> Exercise brief: Rewrite all of the records below, replacing "top-left corner" with "upper-left corner" throughout and leaving everything else unchanged.

> Input for this task:
************

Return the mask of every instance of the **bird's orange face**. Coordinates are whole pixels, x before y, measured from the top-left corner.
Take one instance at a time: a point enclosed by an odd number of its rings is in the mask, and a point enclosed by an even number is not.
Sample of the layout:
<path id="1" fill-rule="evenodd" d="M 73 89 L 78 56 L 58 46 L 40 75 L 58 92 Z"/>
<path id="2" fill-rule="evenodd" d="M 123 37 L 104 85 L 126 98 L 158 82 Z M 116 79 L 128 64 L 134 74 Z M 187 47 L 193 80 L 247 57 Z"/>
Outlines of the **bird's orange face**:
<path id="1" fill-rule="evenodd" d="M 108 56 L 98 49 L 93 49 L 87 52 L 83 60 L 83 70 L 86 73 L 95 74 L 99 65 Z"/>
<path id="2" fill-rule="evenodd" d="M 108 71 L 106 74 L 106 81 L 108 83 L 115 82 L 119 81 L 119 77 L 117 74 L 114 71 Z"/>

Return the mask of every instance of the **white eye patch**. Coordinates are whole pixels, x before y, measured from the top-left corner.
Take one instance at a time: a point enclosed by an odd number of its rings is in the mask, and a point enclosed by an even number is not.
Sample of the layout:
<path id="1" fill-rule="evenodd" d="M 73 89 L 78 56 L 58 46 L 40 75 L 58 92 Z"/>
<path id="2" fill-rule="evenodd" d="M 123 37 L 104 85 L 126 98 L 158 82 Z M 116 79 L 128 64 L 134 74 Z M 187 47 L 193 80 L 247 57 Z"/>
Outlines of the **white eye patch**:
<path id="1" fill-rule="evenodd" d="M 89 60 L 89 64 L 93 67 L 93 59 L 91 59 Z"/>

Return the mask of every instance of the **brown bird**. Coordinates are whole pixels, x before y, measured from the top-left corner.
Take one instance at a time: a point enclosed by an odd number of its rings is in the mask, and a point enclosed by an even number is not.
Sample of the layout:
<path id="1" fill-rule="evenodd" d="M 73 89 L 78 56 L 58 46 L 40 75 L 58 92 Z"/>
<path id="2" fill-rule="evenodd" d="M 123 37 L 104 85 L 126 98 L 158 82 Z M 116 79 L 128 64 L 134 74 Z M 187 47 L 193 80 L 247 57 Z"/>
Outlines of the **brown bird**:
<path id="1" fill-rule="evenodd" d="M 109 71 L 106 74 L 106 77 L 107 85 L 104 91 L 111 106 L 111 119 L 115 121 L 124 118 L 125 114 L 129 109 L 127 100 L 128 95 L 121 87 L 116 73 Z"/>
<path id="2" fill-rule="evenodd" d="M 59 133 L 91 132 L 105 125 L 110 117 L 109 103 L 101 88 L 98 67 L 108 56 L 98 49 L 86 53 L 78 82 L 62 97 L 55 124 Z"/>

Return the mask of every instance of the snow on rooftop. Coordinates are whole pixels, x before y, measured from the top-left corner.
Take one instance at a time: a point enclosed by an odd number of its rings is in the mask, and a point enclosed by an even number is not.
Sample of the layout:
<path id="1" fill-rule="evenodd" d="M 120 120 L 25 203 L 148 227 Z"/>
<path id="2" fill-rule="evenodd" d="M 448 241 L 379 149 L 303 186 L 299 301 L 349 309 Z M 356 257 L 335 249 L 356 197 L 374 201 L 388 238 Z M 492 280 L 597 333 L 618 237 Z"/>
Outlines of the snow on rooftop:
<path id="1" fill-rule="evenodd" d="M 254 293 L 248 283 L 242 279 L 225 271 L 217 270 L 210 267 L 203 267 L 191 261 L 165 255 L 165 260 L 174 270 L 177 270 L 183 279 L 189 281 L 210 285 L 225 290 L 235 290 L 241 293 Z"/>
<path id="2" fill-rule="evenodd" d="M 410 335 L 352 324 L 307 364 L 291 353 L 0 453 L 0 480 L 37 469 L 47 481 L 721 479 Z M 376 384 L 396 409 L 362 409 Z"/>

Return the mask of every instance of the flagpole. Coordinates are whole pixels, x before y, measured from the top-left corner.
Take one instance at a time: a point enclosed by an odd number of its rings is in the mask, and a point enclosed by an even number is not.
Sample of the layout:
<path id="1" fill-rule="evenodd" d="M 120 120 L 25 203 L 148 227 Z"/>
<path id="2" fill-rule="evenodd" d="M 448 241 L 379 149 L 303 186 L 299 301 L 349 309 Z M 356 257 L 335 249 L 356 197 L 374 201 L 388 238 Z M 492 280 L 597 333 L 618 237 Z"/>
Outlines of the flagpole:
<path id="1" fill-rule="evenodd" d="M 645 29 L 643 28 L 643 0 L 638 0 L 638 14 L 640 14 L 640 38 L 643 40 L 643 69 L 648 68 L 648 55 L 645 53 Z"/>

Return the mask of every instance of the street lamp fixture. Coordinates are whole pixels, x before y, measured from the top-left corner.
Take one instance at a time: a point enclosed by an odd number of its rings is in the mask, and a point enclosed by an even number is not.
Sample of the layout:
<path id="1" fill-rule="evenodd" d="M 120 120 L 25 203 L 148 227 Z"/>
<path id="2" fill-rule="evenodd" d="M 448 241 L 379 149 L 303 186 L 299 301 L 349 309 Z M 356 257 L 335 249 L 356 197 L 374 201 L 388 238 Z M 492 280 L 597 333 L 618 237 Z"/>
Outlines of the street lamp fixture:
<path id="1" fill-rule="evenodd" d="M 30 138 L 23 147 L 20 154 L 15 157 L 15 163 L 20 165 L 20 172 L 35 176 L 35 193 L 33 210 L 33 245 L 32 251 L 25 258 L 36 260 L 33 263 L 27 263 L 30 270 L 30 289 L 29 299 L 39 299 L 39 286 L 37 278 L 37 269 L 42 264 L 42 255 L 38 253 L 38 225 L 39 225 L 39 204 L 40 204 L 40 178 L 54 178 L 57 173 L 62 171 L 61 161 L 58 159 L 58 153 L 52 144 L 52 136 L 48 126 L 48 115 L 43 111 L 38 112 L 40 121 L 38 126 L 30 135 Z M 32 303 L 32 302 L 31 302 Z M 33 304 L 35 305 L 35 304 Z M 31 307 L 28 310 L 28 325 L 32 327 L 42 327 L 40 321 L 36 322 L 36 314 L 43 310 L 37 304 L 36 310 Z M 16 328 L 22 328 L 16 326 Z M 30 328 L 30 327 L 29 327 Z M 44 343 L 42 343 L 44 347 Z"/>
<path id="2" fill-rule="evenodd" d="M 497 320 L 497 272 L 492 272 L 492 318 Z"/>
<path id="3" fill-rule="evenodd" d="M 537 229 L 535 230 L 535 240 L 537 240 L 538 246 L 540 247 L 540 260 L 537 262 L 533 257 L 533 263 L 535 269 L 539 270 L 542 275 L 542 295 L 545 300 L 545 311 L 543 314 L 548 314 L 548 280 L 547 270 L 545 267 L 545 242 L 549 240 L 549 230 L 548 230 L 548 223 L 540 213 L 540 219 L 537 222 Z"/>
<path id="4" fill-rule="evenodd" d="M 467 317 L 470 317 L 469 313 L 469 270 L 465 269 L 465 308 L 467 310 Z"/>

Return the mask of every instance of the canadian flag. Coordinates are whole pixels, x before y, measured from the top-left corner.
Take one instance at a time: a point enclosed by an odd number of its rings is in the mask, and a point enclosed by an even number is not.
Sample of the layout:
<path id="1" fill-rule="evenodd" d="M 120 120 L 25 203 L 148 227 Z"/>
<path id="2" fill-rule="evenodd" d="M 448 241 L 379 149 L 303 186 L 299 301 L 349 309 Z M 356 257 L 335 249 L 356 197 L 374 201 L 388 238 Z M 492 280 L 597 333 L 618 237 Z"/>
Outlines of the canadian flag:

************

> Written solution:
Return the mask of every instance of the **bird's orange face**. Coordinates are whole pixels, x before y, measured from the upper-left corner.
Take one instance at a time: a point enclosed by an odd number of its rings is in the mask, and a point enclosed by an even number is not.
Sample of the layout:
<path id="1" fill-rule="evenodd" d="M 73 89 L 78 56 L 58 46 L 40 75 L 58 92 Z"/>
<path id="2" fill-rule="evenodd" d="M 123 37 L 104 85 L 126 98 L 158 82 Z M 116 79 L 128 64 L 134 74 Z M 187 47 L 193 80 L 247 57 Z"/>
Outlines of the **bird's orange face**:
<path id="1" fill-rule="evenodd" d="M 108 56 L 98 49 L 93 49 L 87 52 L 83 60 L 83 70 L 86 73 L 95 74 L 99 65 Z"/>
<path id="2" fill-rule="evenodd" d="M 108 71 L 106 74 L 106 81 L 108 83 L 115 82 L 119 81 L 119 77 L 117 74 L 114 71 Z"/>

Return the mask of every instance of the **white eye patch**. Coordinates are whole pixels, x before y, measured from the upper-left corner.
Take one instance at a time: a point enclosed by an odd number of its rings is in the mask, and a point enclosed by an even number is not.
Sample of the layout:
<path id="1" fill-rule="evenodd" d="M 73 89 L 78 56 L 58 46 L 40 75 L 58 92 Z"/>
<path id="2" fill-rule="evenodd" d="M 123 37 L 104 85 L 126 98 L 158 82 Z M 116 79 L 128 64 L 134 74 Z M 187 47 L 193 80 L 247 57 Z"/>
Outlines of the **white eye patch**:
<path id="1" fill-rule="evenodd" d="M 89 60 L 89 64 L 93 67 L 93 59 L 91 59 Z"/>

Return the mask of every instance of the **brown bird**. Coordinates are whole pixels, x before y, measured from the upper-left corner.
Take one instance at a time: a point enclosed by an odd number of its rings is in the mask, and a point enclosed by an even number is not.
Sample of the layout:
<path id="1" fill-rule="evenodd" d="M 73 89 L 78 56 L 58 46 L 40 75 L 58 92 Z"/>
<path id="2" fill-rule="evenodd" d="M 123 37 L 104 85 L 126 98 L 158 82 Z M 116 79 L 128 64 L 134 74 Z M 187 47 L 193 80 L 247 57 Z"/>
Outlines of the **brown bird**:
<path id="1" fill-rule="evenodd" d="M 109 71 L 106 74 L 106 77 L 107 85 L 104 91 L 111 106 L 111 119 L 115 121 L 124 118 L 125 114 L 129 109 L 127 100 L 128 95 L 121 87 L 116 73 Z"/>
<path id="2" fill-rule="evenodd" d="M 59 133 L 91 132 L 105 125 L 110 117 L 109 103 L 101 88 L 98 67 L 108 56 L 98 49 L 86 53 L 78 82 L 62 97 L 55 124 Z"/>

Return the mask of every instance of the snow on rooftop. Coordinates are whole pixels, x before y, measured from the upper-left corner.
Take one instance at a time: a point enclosed by an odd number of its rings is in the mask, and a point enclosed by an even number is not.
Sample of the layout:
<path id="1" fill-rule="evenodd" d="M 120 120 L 25 203 L 148 227 Z"/>
<path id="2" fill-rule="evenodd" d="M 448 241 L 379 149 L 303 186 L 299 301 L 349 309 Z M 356 257 L 335 249 L 356 197 L 374 201 L 388 238 Z M 492 280 L 597 333 L 618 237 Z"/>
Outlines of the snow on rooftop:
<path id="1" fill-rule="evenodd" d="M 254 293 L 248 283 L 242 279 L 225 271 L 217 270 L 210 267 L 203 267 L 191 261 L 165 255 L 165 260 L 174 270 L 177 270 L 183 279 L 189 281 L 210 285 L 225 290 L 235 290 L 241 293 Z"/>
<path id="2" fill-rule="evenodd" d="M 410 335 L 352 324 L 307 364 L 291 353 L 0 453 L 0 480 L 37 469 L 47 481 L 721 479 Z M 376 384 L 396 409 L 362 409 Z"/>

Return the mask of every instance of the flagpole. Coordinates are whole pixels, x before y, measured from the upper-left corner.
Take one instance at a time: a point enclosed by an odd number of its rings is in the mask, and a point enclosed by an even number is not.
Sample of the layout:
<path id="1" fill-rule="evenodd" d="M 120 120 L 25 203 L 148 227 Z"/>
<path id="2" fill-rule="evenodd" d="M 448 241 L 379 149 L 303 186 L 299 301 L 349 309 Z M 356 257 L 335 249 L 356 197 L 374 201 L 388 238 Z M 492 280 L 597 333 L 618 237 Z"/>
Outlines of the flagpole:
<path id="1" fill-rule="evenodd" d="M 645 29 L 643 28 L 643 0 L 638 0 L 638 14 L 640 14 L 640 38 L 643 40 L 643 69 L 648 68 L 648 55 L 645 53 Z"/>

Return the mask of every instance of the street lamp fixture. Coordinates are whole pixels, x before y, measured from the upper-left corner.
Take one instance at a time: a point enclosed by an odd number of its rings is in the mask, and a point enclosed by an even number is not.
Sample of the layout:
<path id="1" fill-rule="evenodd" d="M 120 120 L 25 203 L 148 227 Z"/>
<path id="2" fill-rule="evenodd" d="M 448 241 L 379 149 L 303 186 L 299 301 L 349 309 Z M 356 257 L 335 249 L 356 197 L 374 201 L 388 238 Z M 492 280 L 597 333 L 618 237 Z"/>
Outlines of the street lamp fixture:
<path id="1" fill-rule="evenodd" d="M 30 138 L 23 147 L 20 154 L 15 157 L 15 163 L 20 165 L 20 172 L 35 176 L 35 193 L 33 210 L 33 245 L 32 251 L 25 258 L 36 260 L 33 263 L 27 263 L 30 270 L 30 289 L 29 299 L 39 299 L 39 286 L 37 278 L 37 269 L 42 264 L 42 255 L 38 253 L 38 225 L 39 225 L 39 204 L 40 204 L 40 178 L 54 178 L 57 173 L 62 171 L 61 161 L 58 159 L 58 153 L 52 144 L 52 136 L 48 126 L 48 115 L 43 111 L 38 112 L 40 121 L 38 126 L 30 135 Z M 32 303 L 32 302 L 31 302 Z M 33 304 L 35 305 L 35 304 Z M 31 307 L 28 310 L 28 325 L 32 327 L 42 327 L 40 321 L 36 322 L 36 314 L 43 310 L 37 304 L 36 310 Z M 16 328 L 22 328 L 16 326 Z M 30 328 L 30 327 L 29 327 Z M 44 343 L 42 343 L 44 347 Z"/>
<path id="2" fill-rule="evenodd" d="M 497 320 L 497 272 L 492 272 L 492 318 Z"/>
<path id="3" fill-rule="evenodd" d="M 537 229 L 535 230 L 535 240 L 537 240 L 538 246 L 540 247 L 540 260 L 537 262 L 533 257 L 533 263 L 535 269 L 539 270 L 542 275 L 542 295 L 545 300 L 545 311 L 543 314 L 548 314 L 548 280 L 547 270 L 545 267 L 545 242 L 549 240 L 549 230 L 548 230 L 548 223 L 540 213 L 540 219 L 537 222 Z"/>
<path id="4" fill-rule="evenodd" d="M 467 317 L 470 317 L 469 313 L 469 270 L 465 269 L 465 308 L 467 310 Z"/>

Return the mask of every instance of the canadian flag. Coordinates are whole pixels, x before y, measured from the upper-left corner.
Take one instance at a time: a point enclosed by an odd number of its rings is in the mask, and a point enclosed by an even number is not.
Sample of the layout:
<path id="1" fill-rule="evenodd" d="M 120 120 L 25 203 L 148 227 Z"/>
<path id="2" fill-rule="evenodd" d="M 448 241 L 379 149 L 303 186 L 299 301 L 349 309 Z M 356 257 L 335 249 L 356 197 L 374 201 L 388 238 Z M 492 280 L 597 333 L 618 237 Z"/>
Outlines of the canadian flag:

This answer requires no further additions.